◆ What you should do
Keep every line in which "task" occurs and drop the rest of the data.

◆ Records supplied
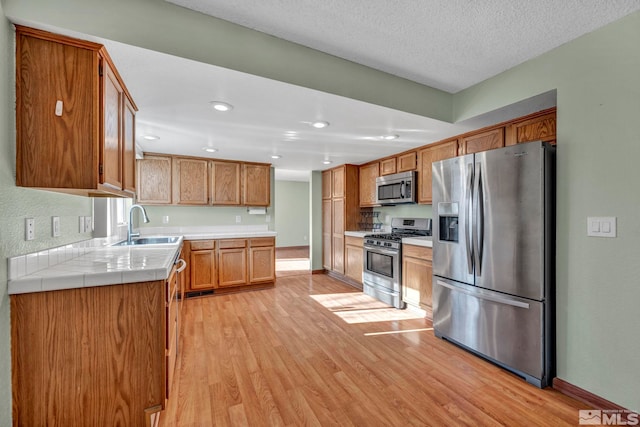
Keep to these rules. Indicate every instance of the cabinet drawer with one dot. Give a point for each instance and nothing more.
--
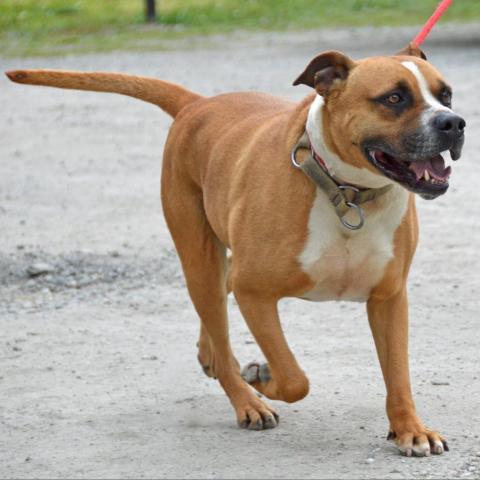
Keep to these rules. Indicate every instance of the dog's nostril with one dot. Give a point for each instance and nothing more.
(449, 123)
---
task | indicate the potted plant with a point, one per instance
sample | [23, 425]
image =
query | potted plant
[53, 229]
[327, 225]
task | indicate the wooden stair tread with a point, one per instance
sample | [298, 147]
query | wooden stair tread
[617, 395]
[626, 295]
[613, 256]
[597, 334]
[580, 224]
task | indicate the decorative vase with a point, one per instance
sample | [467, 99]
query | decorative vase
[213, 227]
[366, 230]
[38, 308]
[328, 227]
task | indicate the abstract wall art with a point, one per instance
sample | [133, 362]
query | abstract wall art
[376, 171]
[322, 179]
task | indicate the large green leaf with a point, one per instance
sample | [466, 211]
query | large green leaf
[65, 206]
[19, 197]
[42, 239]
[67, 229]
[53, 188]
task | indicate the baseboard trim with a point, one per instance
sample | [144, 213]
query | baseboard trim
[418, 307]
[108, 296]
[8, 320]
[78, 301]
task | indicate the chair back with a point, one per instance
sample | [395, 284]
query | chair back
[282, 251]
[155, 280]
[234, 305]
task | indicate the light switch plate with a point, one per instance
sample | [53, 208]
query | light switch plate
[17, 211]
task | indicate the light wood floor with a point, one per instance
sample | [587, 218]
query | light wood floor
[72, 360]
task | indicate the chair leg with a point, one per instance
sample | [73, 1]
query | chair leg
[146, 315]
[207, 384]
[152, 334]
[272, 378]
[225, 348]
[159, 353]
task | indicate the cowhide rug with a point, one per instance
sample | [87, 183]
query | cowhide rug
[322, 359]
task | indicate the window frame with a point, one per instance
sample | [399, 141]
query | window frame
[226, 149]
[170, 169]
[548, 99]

◆ Exercise result
task | indicate the potted plant with a point, one per instance
task | indicate the wooden stair tread with a point, one per instance
task | indicate the decorative vase with a point, one per instance
task | indicate the abstract wall art with a point, one per instance
task | indicate the large green leaf with a point, one per instance
task | indicate the baseboard trim with a point, one per instance
task | indicate the chair back with a point, one per instance
task | indicate the light switch plate with a point, one per instance
task | indicate the light wood floor with a point, one per instance
task | indicate the chair leg with a point, one per instance
task | indicate the cowhide rug with a point, one per instance
task | indicate the window frame with a point, one per instance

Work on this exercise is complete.